提供リスト
^^^^

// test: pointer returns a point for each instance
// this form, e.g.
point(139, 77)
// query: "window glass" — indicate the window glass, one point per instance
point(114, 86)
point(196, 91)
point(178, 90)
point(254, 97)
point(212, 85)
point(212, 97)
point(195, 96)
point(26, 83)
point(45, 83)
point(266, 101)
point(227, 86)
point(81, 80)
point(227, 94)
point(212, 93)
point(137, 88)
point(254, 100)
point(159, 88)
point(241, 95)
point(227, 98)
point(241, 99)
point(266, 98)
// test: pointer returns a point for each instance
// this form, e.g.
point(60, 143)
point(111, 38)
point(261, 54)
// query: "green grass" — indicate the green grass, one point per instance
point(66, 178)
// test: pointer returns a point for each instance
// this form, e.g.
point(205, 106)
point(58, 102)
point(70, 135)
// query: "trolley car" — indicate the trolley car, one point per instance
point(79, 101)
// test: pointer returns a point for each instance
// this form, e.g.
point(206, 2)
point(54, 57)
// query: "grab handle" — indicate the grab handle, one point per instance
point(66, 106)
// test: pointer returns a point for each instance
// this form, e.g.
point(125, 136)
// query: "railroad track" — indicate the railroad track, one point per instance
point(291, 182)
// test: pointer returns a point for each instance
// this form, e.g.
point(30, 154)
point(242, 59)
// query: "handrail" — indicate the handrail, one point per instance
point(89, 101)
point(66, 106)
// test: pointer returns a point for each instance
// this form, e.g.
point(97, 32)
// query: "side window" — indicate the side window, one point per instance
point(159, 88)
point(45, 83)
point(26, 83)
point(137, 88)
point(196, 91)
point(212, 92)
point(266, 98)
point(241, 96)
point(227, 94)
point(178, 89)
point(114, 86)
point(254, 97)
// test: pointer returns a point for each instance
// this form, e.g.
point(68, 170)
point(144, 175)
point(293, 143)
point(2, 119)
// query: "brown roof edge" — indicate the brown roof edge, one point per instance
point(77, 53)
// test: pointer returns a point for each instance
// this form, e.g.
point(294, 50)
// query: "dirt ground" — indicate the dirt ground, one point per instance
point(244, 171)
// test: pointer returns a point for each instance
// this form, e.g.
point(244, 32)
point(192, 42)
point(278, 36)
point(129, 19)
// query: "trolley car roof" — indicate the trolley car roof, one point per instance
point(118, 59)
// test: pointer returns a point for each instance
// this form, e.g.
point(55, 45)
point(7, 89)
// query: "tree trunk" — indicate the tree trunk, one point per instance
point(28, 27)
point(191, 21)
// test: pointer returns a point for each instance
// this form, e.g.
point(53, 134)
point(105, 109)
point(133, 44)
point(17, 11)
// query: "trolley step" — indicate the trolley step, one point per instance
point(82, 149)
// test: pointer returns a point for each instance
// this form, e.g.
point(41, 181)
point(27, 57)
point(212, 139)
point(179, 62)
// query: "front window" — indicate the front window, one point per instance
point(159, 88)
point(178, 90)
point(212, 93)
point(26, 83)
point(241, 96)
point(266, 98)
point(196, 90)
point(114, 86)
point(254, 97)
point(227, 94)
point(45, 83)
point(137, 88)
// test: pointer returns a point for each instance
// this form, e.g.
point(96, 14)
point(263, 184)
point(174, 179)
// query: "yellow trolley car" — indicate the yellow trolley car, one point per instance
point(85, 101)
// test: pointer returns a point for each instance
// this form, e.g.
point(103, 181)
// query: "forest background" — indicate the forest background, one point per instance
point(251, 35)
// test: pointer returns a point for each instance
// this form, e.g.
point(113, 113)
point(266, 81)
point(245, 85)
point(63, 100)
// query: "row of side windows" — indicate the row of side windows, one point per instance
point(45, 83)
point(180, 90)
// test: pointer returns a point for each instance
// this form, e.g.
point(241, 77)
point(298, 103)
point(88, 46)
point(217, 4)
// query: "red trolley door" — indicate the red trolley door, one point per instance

^^^^

課題の目的
上のリストから、「roof」という文字列を含む行をすべて抽出してください。大文字と小文字は区別されます。

解答全文
// query: "brown roof edge" — indicate the brown roof edge, one point per instance
// query: "trolley car roof" — indicate the trolley car roof, one point per instance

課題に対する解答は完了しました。